Quote all lines below exactly. Images stay out.

>>

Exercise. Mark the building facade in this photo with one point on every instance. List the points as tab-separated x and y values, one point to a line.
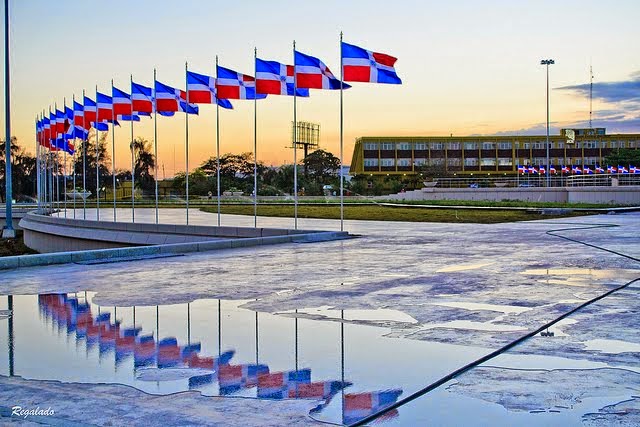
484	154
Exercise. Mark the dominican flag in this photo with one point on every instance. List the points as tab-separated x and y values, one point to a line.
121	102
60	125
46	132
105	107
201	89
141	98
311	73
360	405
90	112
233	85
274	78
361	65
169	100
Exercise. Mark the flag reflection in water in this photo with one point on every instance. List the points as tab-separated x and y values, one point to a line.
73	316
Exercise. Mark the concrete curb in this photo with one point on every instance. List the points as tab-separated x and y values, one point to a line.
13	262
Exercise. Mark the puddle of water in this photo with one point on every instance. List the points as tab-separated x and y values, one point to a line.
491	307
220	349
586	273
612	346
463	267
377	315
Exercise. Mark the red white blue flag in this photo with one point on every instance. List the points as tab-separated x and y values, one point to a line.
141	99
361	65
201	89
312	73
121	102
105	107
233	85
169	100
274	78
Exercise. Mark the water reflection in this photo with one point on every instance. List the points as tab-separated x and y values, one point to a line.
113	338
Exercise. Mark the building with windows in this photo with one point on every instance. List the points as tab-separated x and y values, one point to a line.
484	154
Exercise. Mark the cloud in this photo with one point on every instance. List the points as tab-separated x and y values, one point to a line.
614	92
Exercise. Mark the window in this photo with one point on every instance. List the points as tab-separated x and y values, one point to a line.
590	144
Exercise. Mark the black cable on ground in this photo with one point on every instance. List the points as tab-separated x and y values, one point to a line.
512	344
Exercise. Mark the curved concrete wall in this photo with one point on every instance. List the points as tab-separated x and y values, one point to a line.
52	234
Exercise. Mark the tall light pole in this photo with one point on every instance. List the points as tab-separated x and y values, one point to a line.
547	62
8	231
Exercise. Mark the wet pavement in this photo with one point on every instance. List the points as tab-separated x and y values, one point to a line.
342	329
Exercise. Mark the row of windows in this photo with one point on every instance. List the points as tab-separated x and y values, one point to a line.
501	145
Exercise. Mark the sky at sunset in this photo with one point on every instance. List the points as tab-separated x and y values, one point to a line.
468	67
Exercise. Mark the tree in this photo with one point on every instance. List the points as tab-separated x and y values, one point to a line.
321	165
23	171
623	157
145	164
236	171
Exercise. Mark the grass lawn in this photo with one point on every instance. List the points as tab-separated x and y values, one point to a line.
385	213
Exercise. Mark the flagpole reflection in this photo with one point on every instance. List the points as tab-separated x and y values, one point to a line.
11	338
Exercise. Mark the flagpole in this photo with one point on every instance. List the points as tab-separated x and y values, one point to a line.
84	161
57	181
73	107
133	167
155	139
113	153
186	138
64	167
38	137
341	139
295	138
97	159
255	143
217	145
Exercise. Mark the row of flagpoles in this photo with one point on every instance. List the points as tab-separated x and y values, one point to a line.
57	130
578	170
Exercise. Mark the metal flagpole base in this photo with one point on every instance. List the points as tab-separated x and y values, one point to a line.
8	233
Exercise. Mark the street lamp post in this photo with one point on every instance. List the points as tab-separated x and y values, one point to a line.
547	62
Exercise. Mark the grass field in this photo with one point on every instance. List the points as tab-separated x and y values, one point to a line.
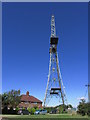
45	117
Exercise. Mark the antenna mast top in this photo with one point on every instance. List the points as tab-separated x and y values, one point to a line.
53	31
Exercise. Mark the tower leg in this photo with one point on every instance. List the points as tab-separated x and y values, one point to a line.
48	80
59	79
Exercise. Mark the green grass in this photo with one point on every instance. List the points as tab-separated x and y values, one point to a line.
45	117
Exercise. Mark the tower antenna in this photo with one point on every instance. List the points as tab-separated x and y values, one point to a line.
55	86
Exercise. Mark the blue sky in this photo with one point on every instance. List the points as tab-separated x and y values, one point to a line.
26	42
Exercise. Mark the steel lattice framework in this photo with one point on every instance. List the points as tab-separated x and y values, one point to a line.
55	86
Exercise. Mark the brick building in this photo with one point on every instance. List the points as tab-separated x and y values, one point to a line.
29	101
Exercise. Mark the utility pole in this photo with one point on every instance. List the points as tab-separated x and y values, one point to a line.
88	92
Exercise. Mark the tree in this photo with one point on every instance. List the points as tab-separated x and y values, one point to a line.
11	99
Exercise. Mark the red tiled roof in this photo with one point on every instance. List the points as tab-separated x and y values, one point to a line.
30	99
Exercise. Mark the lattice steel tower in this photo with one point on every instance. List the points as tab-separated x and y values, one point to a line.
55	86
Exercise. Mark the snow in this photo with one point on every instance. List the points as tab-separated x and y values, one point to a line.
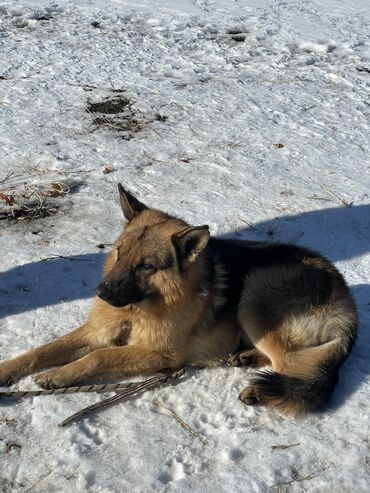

<<

EXPECTED ANSWER —
Exercise. Mark the building facade in this photo with one point on every instance. List the points as tab-separated x and y values, one point to a line.
484	154
Exercise. Mark the dominican flag in this photo with one point on every instance. List the points as tab-separated x and y values, one point to a line.
121	102
60	125
46	132
105	107
201	89
141	98
311	73
360	405
90	112
233	85
274	78
361	65
169	100
Exercise. Mark the flag reflection in water in this photo with one point on every instance. List the points as tab-separated x and y values, one point to a line.
73	316
Exercise. Mark the concrete curb in this photo with one point on every instance. List the points as tab-separated x and y values, one point to a line.
13	262
Exercise. Mark the puddle of water in this photo with one point on every instance. List the points as tab-separated x and y values, one point to a line.
491	307
220	349
586	273
612	346
463	267
377	315
Exercise. Mark the red white blue flag in this photo with one point on every instance. List the points as tab-separated x and y values, one point to a line.
141	99
361	65
201	89
312	73
121	102
105	107
233	85
169	100
274	78
Exercise. Mark the water reflection in this photo with one point on every instance. List the points as tab-separated x and y values, one point to a line.
113	338
Exercise. Mark the building with windows in this photo with one point on every instance. List the points as tab-separated x and y values, one point to a line.
484	154
Exercise. Mark the cloud in this photo with one point on every instance. List the points as tab-separated x and y values, one point to a line.
614	92
Exercise. Mark the window in this photo with one point on every instance. List the points as tab-separated x and y values, one point to a line.
590	144
Exercise. Mark the black cable on ground in this photo with one point on every instance. List the points as tab-separated x and y values, one point to a line.
512	344
Exercise. Mark the curved concrete wall in this photo with one point on every instance. List the points as tab-separated x and y values, one point to a line.
52	234
Exercise. Mark the tall light pole in this photo with one point on every instance. List the points as tab-separated x and y values, one point to a line.
547	62
8	231
Exercise. Mark the wet pavement in this photo with one point on every instance. List the points as tab-separated x and y values, one point to a line.
342	329
Exercise. Mark the row of windows in this photo with one point on every instance. List the points as tab-separated x and y values, one point to a line.
501	145
Exercise. Mark the sky at sunset in this photo with one point on every instance. List the points as tab-separated x and y values, one point to a line.
468	67
Exercise. Mark the tree in this photo with one point on every instance. List the points as tab-separated x and y values, one point to a line.
321	165
23	171
623	157
145	164
236	171
Exercise. Mark the grass lawn in this photo with one point on every instance. List the points as tab-separated x and y values, one point to a line.
385	213
Exercise. Mark the flagpole reflection in this photo with one point on every instance. List the points as tab-separated x and y values, one point to a line.
11	338
Exercise. Mark the flagpole in this photo with one point on every instance. List the points as tab-separated x and y values, one point to a line.
84	161
57	181
73	107
133	167
155	139
113	153
186	138
64	167
38	137
341	139
295	138
97	159
255	143
217	145
Exercise. Mark the row of flagpoles in this photo with one point on every instance. List the points as tab-separated x and y values, one point to a line.
57	130
578	170
Exercise. Mark the metal flagpole base in this photo with one point on every instance. List the points as tab-separated x and y values, one point to a line.
8	233
Exercise. Mark the street lamp post in this photo with one point on every instance. List the points as tab-separated x and y values, one point to a line.
547	62
Exercise. Mark the grass field in this photo with one point on every instance. List the points as tab-separated x and y values, one point to a line.
45	117
Exercise. Mark the antenna mast top in this photo with one point on every instance. List the points as tab-separated x and y values, one point to a line.
53	31
Exercise. Mark the tower leg in this photo with one point on every instance. List the points as tab-separated x and y values, one point to a line.
48	80
59	79
Exercise. Mark the green grass in this photo with one point on every instance. List the points as tab-separated x and y values, one point to a line.
45	117
Exercise. Mark the tower antenna in this photo with one point on every instance. List the points as tab-separated x and y values, one point to a line.
55	86
Exercise. Mark the blue sky in this photo with one point on every instance. List the points as tab-separated x and y values, one point to a line.
26	42
Exercise. Mark the steel lattice framework in this photo with one point on every instance. List the points as tab-separated x and y values, one point to a line.
55	86
Exercise. Mark the brick building in this photo with one point on every instance. List the points as tab-separated x and y values, one point to a line.
29	101
Exercise. Mark the utility pole in this photo with one point on every instance. List the points as tab-separated x and y values, one point to a line.
88	92
Exercise. Mark the tree in this photo with one point on every instance. List the points as tab-separated x and y values, one point to a line.
11	99
Exercise. Mark the red tiled roof in this photo with one point on every instance. List the points as tab-separated x and y values, one point to a line.
30	99
Exercise. Mark the lattice steel tower in this photo with one point on every instance. List the points as tab-separated x and y values, one point to a line.
55	86
Exercise. Mark the snow in this photo with one point on every instance. List the points as tab-separated x and y values, one point to a line.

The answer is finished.